_Directive:_ Please give the lines from the one containing "Task: a point for each instance of the winding" through the one containing "pixel 181 20", both included, as a numbered list, with blank lines left out and no other lines below added.

+++++

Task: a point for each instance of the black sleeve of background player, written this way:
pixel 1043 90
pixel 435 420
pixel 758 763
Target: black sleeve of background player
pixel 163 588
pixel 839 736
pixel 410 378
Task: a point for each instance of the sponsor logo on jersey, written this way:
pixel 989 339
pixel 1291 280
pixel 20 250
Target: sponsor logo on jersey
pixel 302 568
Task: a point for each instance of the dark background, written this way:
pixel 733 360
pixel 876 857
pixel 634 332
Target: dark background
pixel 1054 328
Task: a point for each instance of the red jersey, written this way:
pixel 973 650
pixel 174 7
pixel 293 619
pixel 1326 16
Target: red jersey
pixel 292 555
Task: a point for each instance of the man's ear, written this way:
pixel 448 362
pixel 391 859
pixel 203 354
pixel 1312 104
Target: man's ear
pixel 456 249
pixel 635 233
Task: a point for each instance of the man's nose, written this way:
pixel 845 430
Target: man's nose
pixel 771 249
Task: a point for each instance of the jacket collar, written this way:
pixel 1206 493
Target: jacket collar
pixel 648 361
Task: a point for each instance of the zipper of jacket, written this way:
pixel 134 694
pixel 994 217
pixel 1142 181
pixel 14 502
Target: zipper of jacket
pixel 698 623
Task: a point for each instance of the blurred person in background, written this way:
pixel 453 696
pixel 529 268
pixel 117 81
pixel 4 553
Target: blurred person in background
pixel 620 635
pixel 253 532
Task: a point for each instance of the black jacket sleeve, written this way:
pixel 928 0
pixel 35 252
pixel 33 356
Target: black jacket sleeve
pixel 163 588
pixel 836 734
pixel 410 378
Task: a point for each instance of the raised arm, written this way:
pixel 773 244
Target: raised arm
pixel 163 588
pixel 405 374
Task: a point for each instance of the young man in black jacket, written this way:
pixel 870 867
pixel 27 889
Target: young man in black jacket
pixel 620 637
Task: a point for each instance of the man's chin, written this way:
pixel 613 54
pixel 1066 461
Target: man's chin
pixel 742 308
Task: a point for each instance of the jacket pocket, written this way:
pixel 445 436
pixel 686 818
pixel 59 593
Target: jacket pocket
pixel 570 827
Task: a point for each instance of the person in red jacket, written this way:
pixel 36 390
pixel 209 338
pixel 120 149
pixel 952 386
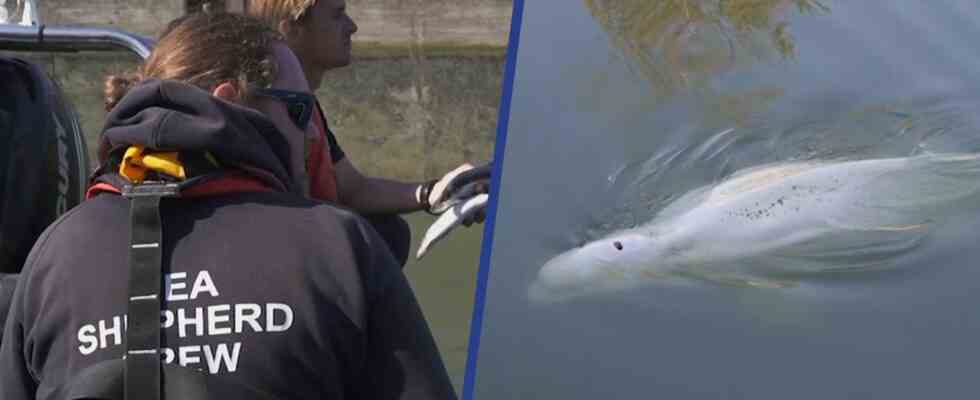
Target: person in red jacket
pixel 319 33
pixel 262 290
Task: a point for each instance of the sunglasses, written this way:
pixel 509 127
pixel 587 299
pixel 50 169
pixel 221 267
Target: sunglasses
pixel 299 105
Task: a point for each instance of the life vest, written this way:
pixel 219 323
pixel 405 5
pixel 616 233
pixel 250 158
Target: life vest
pixel 320 167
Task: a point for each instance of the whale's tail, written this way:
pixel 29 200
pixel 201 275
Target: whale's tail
pixel 887 215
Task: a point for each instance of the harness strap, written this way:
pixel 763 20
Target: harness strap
pixel 142 366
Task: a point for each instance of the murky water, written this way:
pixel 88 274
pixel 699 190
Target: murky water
pixel 640 102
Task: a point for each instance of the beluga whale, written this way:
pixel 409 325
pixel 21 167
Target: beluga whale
pixel 773 225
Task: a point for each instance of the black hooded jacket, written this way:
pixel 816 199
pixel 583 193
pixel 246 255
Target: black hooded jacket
pixel 295 298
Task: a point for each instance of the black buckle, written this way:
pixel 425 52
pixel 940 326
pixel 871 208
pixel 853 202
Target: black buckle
pixel 141 374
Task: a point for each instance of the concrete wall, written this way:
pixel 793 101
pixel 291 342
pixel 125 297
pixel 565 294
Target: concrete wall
pixel 462 22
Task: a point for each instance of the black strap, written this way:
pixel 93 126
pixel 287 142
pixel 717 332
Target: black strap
pixel 141 375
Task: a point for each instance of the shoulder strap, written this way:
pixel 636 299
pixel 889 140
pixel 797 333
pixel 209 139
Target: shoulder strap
pixel 141 375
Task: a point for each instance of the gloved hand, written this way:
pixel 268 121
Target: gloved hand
pixel 439 195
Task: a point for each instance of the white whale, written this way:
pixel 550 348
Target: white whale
pixel 768 225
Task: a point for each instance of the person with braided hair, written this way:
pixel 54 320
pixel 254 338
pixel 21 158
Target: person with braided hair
pixel 265 293
pixel 319 33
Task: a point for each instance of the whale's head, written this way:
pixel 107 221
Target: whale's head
pixel 616 262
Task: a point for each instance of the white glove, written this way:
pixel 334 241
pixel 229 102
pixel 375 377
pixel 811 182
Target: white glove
pixel 435 197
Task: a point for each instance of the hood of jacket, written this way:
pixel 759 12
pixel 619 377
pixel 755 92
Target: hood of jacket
pixel 170 116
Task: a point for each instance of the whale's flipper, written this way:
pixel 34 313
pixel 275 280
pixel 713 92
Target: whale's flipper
pixel 845 250
pixel 738 281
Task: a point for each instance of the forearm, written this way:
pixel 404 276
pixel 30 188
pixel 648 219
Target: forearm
pixel 379 195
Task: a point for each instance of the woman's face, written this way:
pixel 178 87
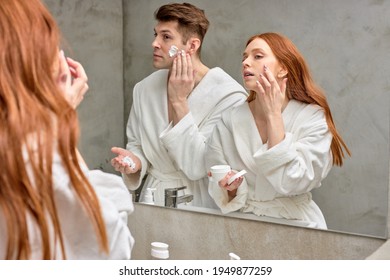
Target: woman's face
pixel 256 55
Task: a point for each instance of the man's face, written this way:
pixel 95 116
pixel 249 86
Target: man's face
pixel 166 34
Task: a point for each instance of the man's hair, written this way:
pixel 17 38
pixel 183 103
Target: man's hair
pixel 192 20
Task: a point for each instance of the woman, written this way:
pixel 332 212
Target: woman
pixel 283 136
pixel 51 206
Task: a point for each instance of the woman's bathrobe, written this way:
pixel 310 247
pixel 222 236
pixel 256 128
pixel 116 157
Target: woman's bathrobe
pixel 80 241
pixel 173 156
pixel 279 179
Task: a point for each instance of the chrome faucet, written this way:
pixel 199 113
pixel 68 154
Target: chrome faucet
pixel 172 199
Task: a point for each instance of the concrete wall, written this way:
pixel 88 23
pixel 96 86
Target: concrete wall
pixel 345 43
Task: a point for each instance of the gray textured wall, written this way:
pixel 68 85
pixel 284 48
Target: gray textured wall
pixel 345 43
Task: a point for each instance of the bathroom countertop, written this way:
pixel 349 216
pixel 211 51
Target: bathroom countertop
pixel 383 252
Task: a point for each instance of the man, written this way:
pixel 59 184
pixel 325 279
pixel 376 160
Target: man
pixel 175 109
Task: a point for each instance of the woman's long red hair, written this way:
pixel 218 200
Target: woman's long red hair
pixel 35 120
pixel 300 85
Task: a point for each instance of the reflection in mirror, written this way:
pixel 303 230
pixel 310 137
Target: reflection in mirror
pixel 345 49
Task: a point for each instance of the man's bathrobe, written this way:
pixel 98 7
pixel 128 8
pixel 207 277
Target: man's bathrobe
pixel 173 156
pixel 279 179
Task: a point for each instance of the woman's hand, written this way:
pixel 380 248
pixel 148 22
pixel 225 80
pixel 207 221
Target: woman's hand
pixel 271 95
pixel 72 80
pixel 120 162
pixel 231 188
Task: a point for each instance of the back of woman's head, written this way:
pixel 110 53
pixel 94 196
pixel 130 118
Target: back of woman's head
pixel 301 86
pixel 35 119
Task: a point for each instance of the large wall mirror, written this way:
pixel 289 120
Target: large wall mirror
pixel 346 44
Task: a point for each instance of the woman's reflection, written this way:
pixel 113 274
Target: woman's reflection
pixel 283 136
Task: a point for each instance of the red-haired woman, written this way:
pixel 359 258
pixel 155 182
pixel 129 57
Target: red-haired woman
pixel 283 136
pixel 51 205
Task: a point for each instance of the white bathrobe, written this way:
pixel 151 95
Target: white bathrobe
pixel 173 156
pixel 79 235
pixel 279 179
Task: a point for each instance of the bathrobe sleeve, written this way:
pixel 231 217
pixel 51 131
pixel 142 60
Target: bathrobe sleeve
pixel 116 204
pixel 186 141
pixel 133 181
pixel 216 155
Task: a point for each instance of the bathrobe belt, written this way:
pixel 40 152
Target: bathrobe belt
pixel 281 207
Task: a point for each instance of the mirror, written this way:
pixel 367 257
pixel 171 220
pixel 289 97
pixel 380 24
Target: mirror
pixel 345 44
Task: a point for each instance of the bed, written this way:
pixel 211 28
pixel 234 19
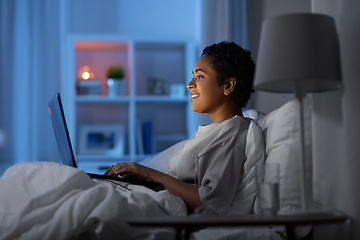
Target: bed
pixel 67 204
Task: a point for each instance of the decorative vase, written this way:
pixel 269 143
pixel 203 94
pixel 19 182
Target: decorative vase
pixel 116 87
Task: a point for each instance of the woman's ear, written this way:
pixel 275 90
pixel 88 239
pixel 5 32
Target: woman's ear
pixel 229 85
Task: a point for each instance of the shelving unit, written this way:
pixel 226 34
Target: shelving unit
pixel 171 118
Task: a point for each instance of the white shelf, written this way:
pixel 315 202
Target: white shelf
pixel 166 58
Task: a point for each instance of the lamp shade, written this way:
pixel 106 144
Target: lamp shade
pixel 298 50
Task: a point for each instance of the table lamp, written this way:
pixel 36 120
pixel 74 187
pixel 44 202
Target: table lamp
pixel 299 53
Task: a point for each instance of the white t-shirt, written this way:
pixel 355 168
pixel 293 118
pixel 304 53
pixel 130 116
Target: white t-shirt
pixel 220 158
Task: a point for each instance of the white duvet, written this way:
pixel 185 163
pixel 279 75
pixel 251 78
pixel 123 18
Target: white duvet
pixel 43 200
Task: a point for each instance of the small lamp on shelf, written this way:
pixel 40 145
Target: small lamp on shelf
pixel 116 82
pixel 87 85
pixel 299 53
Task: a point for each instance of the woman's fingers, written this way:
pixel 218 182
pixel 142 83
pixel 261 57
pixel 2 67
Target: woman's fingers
pixel 108 171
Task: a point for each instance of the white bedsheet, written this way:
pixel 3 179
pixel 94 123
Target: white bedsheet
pixel 43 200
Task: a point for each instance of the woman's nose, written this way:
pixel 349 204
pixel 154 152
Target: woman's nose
pixel 191 84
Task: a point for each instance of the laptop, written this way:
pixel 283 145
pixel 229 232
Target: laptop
pixel 65 148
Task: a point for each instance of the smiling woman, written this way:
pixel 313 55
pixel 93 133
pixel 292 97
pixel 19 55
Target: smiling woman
pixel 204 167
pixel 213 171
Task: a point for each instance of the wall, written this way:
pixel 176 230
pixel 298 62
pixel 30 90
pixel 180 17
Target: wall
pixel 336 131
pixel 135 18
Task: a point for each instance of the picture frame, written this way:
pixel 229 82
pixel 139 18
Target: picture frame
pixel 102 139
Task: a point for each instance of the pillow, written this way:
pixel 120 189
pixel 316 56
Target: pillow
pixel 281 129
pixel 253 113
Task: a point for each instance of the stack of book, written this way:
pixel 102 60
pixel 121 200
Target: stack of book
pixel 89 87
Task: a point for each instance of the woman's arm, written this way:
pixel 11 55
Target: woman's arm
pixel 187 192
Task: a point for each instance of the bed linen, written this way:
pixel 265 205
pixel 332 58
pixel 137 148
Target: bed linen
pixel 44 200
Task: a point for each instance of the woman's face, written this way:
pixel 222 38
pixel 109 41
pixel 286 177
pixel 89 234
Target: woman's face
pixel 207 95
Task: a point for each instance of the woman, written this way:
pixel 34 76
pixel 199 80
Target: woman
pixel 212 169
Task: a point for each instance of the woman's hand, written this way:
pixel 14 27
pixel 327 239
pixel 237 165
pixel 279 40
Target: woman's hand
pixel 187 192
pixel 130 170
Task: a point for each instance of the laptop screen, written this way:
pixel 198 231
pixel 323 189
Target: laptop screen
pixel 61 131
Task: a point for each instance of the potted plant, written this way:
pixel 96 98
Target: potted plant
pixel 116 81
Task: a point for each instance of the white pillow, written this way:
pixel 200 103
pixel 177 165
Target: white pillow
pixel 253 113
pixel 282 136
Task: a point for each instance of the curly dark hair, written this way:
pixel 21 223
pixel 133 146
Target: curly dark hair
pixel 230 60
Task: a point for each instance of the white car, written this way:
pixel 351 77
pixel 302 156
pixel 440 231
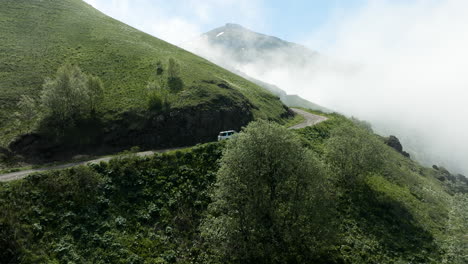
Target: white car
pixel 226 134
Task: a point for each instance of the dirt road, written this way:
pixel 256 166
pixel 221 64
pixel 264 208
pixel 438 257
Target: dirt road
pixel 310 120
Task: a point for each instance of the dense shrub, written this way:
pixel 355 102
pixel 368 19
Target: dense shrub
pixel 269 203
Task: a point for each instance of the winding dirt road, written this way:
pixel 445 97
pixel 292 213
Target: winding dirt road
pixel 310 120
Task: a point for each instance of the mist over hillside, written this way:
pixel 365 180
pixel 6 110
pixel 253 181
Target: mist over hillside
pixel 406 77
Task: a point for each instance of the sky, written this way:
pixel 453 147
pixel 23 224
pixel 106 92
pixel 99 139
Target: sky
pixel 399 64
pixel 181 20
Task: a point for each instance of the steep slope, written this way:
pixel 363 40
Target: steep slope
pixel 37 37
pixel 247 46
pixel 237 48
pixel 149 210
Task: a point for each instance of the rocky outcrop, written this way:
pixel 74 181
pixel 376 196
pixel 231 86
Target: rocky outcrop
pixel 394 143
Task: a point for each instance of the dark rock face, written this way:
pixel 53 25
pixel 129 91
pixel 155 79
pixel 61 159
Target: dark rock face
pixel 148 130
pixel 394 143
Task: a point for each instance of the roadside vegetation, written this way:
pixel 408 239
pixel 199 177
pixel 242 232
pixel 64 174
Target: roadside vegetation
pixel 268 195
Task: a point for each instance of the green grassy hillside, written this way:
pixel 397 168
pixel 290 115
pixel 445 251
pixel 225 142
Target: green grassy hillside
pixel 37 37
pixel 148 210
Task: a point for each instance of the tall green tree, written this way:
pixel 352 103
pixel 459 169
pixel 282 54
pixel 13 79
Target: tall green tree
pixel 27 111
pixel 269 202
pixel 174 81
pixel 96 92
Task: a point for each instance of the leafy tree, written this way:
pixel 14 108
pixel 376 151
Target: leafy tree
pixel 70 96
pixel 96 92
pixel 158 98
pixel 268 204
pixel 173 69
pixel 159 68
pixel 66 97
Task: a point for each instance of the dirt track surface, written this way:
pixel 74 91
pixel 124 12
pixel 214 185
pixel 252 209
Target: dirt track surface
pixel 310 120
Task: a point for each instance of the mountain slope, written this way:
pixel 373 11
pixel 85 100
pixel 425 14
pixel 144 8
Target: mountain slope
pixel 37 37
pixel 248 46
pixel 237 48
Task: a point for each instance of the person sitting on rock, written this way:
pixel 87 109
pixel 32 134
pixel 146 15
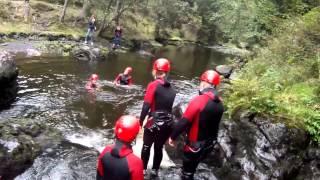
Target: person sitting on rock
pixel 117 37
pixel 91 28
pixel 92 83
pixel 117 161
pixel 124 78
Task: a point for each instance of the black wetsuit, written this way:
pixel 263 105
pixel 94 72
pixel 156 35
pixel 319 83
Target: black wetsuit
pixel 117 162
pixel 201 120
pixel 124 79
pixel 159 100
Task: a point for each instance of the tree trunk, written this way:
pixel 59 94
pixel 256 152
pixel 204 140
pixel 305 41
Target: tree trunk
pixel 64 10
pixel 83 12
pixel 26 10
pixel 104 23
pixel 118 7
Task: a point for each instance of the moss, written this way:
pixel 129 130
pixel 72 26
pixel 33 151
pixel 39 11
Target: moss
pixel 283 79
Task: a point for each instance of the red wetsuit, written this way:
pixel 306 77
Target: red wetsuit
pixel 124 79
pixel 118 162
pixel 158 102
pixel 201 120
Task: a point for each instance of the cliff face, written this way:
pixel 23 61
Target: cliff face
pixel 8 79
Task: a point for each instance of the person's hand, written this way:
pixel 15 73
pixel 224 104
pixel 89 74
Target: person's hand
pixel 171 142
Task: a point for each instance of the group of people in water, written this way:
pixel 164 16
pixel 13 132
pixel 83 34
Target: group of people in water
pixel 199 123
pixel 92 28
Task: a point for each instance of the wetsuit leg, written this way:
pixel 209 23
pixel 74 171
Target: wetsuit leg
pixel 161 138
pixel 190 164
pixel 148 139
pixel 87 35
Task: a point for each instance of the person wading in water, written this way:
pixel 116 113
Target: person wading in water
pixel 201 121
pixel 118 161
pixel 124 78
pixel 158 102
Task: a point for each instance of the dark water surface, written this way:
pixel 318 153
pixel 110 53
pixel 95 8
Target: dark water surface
pixel 52 91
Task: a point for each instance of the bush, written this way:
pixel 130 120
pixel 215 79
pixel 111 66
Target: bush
pixel 284 78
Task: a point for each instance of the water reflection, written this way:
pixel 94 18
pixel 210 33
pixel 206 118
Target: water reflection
pixel 52 91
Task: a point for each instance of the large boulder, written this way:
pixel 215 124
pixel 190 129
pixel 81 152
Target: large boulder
pixel 21 141
pixel 257 147
pixel 8 79
pixel 260 147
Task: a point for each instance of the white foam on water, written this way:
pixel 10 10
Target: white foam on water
pixel 10 145
pixel 94 140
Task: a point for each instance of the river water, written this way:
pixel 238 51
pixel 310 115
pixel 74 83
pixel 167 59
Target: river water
pixel 51 90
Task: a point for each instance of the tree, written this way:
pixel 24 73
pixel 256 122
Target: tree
pixel 64 10
pixel 26 10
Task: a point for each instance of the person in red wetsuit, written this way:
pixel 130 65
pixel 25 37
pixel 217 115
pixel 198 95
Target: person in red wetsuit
pixel 92 83
pixel 124 78
pixel 118 161
pixel 158 102
pixel 201 120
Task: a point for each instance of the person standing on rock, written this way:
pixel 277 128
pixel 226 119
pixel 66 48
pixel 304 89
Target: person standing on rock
pixel 201 120
pixel 118 161
pixel 91 28
pixel 158 102
pixel 124 78
pixel 117 37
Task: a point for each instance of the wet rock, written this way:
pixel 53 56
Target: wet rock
pixel 21 141
pixel 231 50
pixel 257 147
pixel 88 53
pixel 8 79
pixel 224 70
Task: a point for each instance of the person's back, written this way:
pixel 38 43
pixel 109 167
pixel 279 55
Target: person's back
pixel 210 113
pixel 164 95
pixel 117 162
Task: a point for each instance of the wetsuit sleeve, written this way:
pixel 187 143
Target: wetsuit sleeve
pixel 188 116
pixel 117 78
pixel 130 81
pixel 148 101
pixel 100 171
pixel 135 167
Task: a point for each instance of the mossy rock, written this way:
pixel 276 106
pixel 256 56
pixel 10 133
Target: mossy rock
pixel 21 141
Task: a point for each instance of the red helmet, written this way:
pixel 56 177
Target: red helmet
pixel 128 70
pixel 161 64
pixel 211 76
pixel 94 77
pixel 127 127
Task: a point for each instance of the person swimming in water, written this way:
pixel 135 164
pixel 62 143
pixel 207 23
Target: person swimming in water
pixel 124 78
pixel 92 83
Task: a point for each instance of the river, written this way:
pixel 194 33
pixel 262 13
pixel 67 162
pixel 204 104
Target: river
pixel 51 90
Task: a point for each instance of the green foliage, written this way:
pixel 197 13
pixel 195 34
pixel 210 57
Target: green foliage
pixel 284 78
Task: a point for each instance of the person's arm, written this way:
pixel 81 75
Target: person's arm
pixel 187 118
pixel 116 81
pixel 148 100
pixel 130 81
pixel 99 170
pixel 135 168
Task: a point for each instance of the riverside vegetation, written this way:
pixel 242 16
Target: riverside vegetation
pixel 281 78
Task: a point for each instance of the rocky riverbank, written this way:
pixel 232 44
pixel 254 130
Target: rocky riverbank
pixel 21 141
pixel 8 79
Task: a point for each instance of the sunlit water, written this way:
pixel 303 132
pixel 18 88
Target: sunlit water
pixel 52 91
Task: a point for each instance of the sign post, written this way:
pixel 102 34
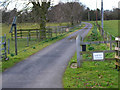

+++++

_Exercise response:_
1. Task: a point for each instance of the winding dirt road, written this way:
2. pixel 445 97
3. pixel 292 213
4. Target: winding dirt road
5. pixel 310 120
6. Task: a point for each instance of the mist over hillside, written this way:
7. pixel 365 180
8. pixel 6 110
9. pixel 253 181
10. Target: mist over hillside
11. pixel 406 77
12. Task: a point for each instance of the sky, written this way:
13. pixel 453 147
14. pixel 23 224
15. pixel 106 92
16. pixel 99 139
17. Target: sky
18. pixel 399 64
19. pixel 181 20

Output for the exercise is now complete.